## Data shown
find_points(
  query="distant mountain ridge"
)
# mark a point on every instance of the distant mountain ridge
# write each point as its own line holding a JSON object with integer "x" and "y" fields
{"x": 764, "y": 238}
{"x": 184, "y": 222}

## Short problem
Reproduce all of the lines above verbatim, keeping every character and line break unchanged.

## Result of this exercise
find_points(
  query="distant mountain ridge"
)
# mark a point on every instance of the distant mountain ridge
# write each point as its own line holding a JSON object with integer "x" and "y" fields
{"x": 764, "y": 238}
{"x": 184, "y": 222}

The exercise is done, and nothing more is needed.